TASK GOAL: Print each entry again exactly as written, and keep the pictures out.

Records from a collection
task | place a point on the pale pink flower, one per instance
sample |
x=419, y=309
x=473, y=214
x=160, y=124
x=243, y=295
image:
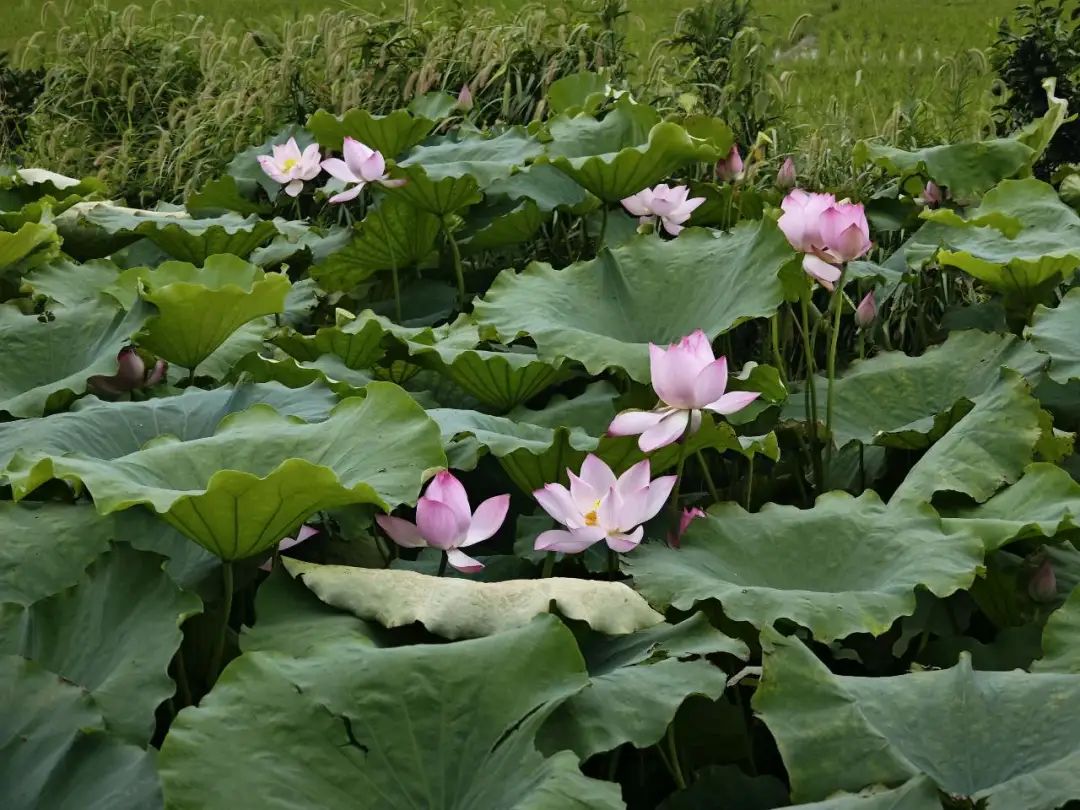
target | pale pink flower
x=828, y=232
x=601, y=507
x=289, y=166
x=866, y=311
x=687, y=378
x=688, y=515
x=786, y=176
x=445, y=521
x=670, y=204
x=305, y=532
x=131, y=374
x=361, y=165
x=730, y=169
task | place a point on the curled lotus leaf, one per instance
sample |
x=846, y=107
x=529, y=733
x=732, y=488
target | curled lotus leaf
x=459, y=608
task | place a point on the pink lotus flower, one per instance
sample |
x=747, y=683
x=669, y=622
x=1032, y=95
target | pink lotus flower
x=464, y=98
x=601, y=507
x=827, y=231
x=361, y=165
x=786, y=176
x=866, y=311
x=131, y=374
x=291, y=166
x=445, y=521
x=730, y=169
x=688, y=516
x=687, y=378
x=670, y=204
x=305, y=532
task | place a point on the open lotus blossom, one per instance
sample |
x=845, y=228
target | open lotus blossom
x=828, y=232
x=730, y=169
x=131, y=374
x=289, y=166
x=305, y=532
x=687, y=378
x=670, y=204
x=688, y=515
x=786, y=176
x=361, y=165
x=601, y=507
x=445, y=521
x=866, y=311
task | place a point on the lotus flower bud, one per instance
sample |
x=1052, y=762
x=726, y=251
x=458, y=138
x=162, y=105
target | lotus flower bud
x=932, y=194
x=866, y=311
x=464, y=98
x=786, y=176
x=1042, y=586
x=730, y=169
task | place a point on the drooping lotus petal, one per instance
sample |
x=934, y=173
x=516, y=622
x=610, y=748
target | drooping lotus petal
x=667, y=431
x=568, y=542
x=440, y=526
x=634, y=422
x=462, y=562
x=401, y=531
x=487, y=518
x=556, y=501
x=733, y=402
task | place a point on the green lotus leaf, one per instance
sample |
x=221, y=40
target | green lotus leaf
x=443, y=197
x=485, y=159
x=68, y=283
x=548, y=187
x=176, y=232
x=327, y=369
x=966, y=170
x=113, y=634
x=390, y=134
x=394, y=234
x=55, y=751
x=501, y=225
x=200, y=307
x=320, y=730
x=901, y=401
x=261, y=474
x=110, y=430
x=46, y=548
x=650, y=671
x=849, y=565
x=220, y=197
x=615, y=175
x=31, y=245
x=45, y=363
x=1021, y=240
x=461, y=608
x=1044, y=502
x=1054, y=331
x=986, y=449
x=1060, y=652
x=604, y=312
x=996, y=739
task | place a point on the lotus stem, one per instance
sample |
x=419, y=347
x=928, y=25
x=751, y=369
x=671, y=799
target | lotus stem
x=811, y=393
x=218, y=657
x=833, y=342
x=458, y=270
x=707, y=475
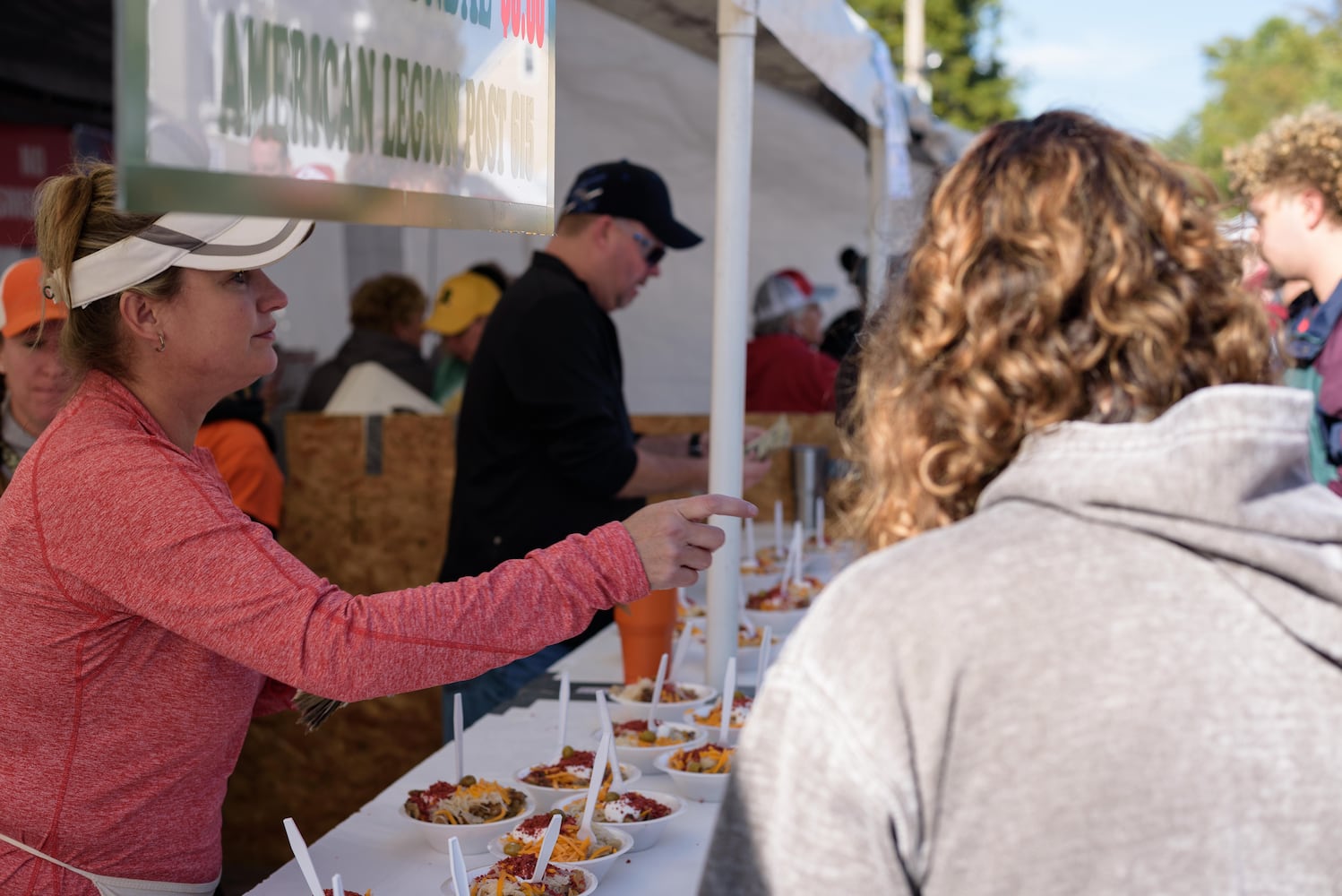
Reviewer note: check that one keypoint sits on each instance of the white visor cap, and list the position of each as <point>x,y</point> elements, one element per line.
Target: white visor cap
<point>178,239</point>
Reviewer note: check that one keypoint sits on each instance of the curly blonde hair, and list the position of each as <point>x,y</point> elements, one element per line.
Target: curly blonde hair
<point>1295,151</point>
<point>1064,271</point>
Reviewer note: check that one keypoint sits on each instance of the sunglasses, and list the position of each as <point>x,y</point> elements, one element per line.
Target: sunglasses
<point>651,253</point>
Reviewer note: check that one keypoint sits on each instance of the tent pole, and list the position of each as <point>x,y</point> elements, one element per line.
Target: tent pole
<point>730,270</point>
<point>878,220</point>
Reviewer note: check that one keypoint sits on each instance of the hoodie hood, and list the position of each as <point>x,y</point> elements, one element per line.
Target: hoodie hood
<point>1224,472</point>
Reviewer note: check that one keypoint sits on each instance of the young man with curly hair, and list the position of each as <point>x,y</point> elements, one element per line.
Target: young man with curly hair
<point>1291,176</point>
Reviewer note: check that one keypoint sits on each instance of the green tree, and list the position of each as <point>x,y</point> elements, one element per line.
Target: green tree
<point>1280,69</point>
<point>970,89</point>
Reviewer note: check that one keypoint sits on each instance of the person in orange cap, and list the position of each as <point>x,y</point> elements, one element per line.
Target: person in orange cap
<point>34,380</point>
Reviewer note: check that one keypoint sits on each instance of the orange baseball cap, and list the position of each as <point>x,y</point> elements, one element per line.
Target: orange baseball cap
<point>22,304</point>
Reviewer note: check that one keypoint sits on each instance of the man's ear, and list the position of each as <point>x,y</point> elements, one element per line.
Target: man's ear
<point>142,315</point>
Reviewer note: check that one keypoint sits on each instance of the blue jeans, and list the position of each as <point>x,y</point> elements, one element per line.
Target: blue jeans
<point>489,690</point>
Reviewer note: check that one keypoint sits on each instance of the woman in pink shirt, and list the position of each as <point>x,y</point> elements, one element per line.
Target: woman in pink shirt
<point>148,618</point>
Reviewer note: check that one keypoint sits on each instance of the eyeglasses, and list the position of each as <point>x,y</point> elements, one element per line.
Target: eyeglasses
<point>651,253</point>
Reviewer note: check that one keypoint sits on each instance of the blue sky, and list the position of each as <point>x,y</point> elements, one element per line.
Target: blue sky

RESPONSE AREA:
task | place a point on the pale pink flower, one per instance
sample |
x=419, y=309
x=473, y=214
x=160, y=124
x=243, y=295
image:
target | pale pink flower
x=828, y=232
x=601, y=507
x=289, y=166
x=866, y=311
x=687, y=378
x=688, y=515
x=786, y=176
x=445, y=521
x=670, y=204
x=305, y=532
x=131, y=374
x=361, y=165
x=730, y=169
task | place a point on the curled lotus leaf, one per instance
sample |
x=846, y=107
x=529, y=733
x=732, y=488
target | curled lotus leaf
x=459, y=608
task | place a point on the pink lotus flower, one per instance
sample |
x=747, y=683
x=669, y=622
x=1032, y=95
target | pink lotus flower
x=464, y=98
x=601, y=507
x=827, y=231
x=361, y=165
x=786, y=176
x=866, y=311
x=131, y=374
x=291, y=166
x=445, y=521
x=730, y=169
x=688, y=516
x=687, y=378
x=670, y=204
x=305, y=532
task | place a point on the open lotus blossom, one per instance
sample |
x=845, y=228
target | open lotus blossom
x=828, y=232
x=730, y=169
x=131, y=374
x=289, y=166
x=305, y=532
x=687, y=378
x=670, y=204
x=688, y=515
x=786, y=176
x=361, y=165
x=601, y=507
x=445, y=521
x=866, y=311
task | place a point on the lotus flower bud, one per instance
sample |
x=1052, y=762
x=726, y=251
x=458, y=138
x=162, y=105
target | lotus flower bud
x=932, y=194
x=866, y=311
x=464, y=98
x=786, y=176
x=1042, y=586
x=730, y=169
task | place a point on the drooping lotus petal, one per instance
sample |
x=934, y=173
x=516, y=622
x=610, y=748
target | drooping lotus petal
x=667, y=431
x=568, y=542
x=440, y=526
x=634, y=422
x=462, y=562
x=401, y=531
x=487, y=518
x=556, y=501
x=733, y=402
task | place a point on the green lotus leaf, one per instance
sample |
x=221, y=40
target | green lotus leaf
x=443, y=197
x=485, y=159
x=68, y=283
x=548, y=187
x=176, y=232
x=327, y=369
x=966, y=170
x=113, y=634
x=390, y=134
x=394, y=234
x=55, y=751
x=501, y=225
x=200, y=307
x=320, y=730
x=901, y=401
x=261, y=474
x=110, y=430
x=46, y=548
x=650, y=671
x=849, y=565
x=220, y=197
x=615, y=175
x=31, y=245
x=45, y=363
x=1021, y=240
x=461, y=608
x=1044, y=502
x=1054, y=331
x=986, y=449
x=1060, y=652
x=604, y=312
x=996, y=739
task | place a point on the lotus stem, one per instance
sample |
x=419, y=347
x=928, y=25
x=751, y=369
x=671, y=799
target | lotus stem
x=811, y=393
x=218, y=657
x=833, y=342
x=458, y=270
x=707, y=475
Reviewer note: check that one keypoint sits on each instance of the white visor cap, and list the position of each as <point>x,y</point> elements, one element per line.
Target: white visor cap
<point>178,239</point>
Reviewer note: check that one keypoint sits on each instance of the curly blonde hair, and list the position of each as <point>x,y</point> elements, one element per line.
Target: curly blonde hair
<point>1295,151</point>
<point>1064,271</point>
Reviewer note: check that one keypoint sits on each instance of the sunglasses, and list the position of each as <point>x,y</point> elements, one element per line.
Target: sunglasses
<point>651,253</point>
Reviewer note: check that one keypoint sits on each instance of the tent pole, and list the position of each as <point>x,y</point> elements, one element per line.
Target: tent pole
<point>730,270</point>
<point>878,220</point>
Reviewer note: check that one keypoint sits on each instance of the hoodie hood, and list the position of each as <point>x,y</point> elements, one element per line.
Target: hoodie hood
<point>1224,472</point>
Reviewer note: check that one keypoint sits on each instance of the young man with curly hair, and list the position of each as <point>x,y</point> elements, one element per line.
Target: young man with curly hair
<point>1291,176</point>
Reviewer note: check that one keypoint sits on each instance of the green tree, and list the position of each as <point>x,y</point> elements, one element per line.
Target: green tree
<point>1280,69</point>
<point>970,89</point>
Reviewer note: check that one keypoint sits on each instance of the person in orange cap, and list the position of each as <point>x,y</point> elements, one element per line.
Target: person in orange cap
<point>34,380</point>
Reviewer note: check that one keypoint sits on each instance of the orange baseball cap, and list the position of each as <point>x,y</point> elements, one element per line.
Target: orange baseball cap
<point>22,304</point>
Reviewer note: check that one keypoint sits on each instance of the man's ear, and list the position of each as <point>x,y</point> elements, one element per line.
Target: man's ear
<point>142,315</point>
Reviewer note: check that one keypoint sits on each instance of the blue jeans, and list the position of each as <point>x,y</point> elements, one element per line.
Target: blue jeans
<point>489,690</point>
Reviewer note: check that one keypoint sits on each instance of the woman in pink shirt, and list the position of each as <point>x,y</point> elements, one element per line.
Target: woman in pink shirt
<point>148,618</point>
Reviewer note: check that one keypoint sits on each instance of the eyeglasses, and list the position of each as <point>x,y</point> elements, one element per line.
Target: eyeglasses
<point>651,253</point>
Reviewer note: check that one keypoint sits on each instance of the blue sky, and list the position of each as <point>x,y</point> elements, one element per line.
Target: blue sky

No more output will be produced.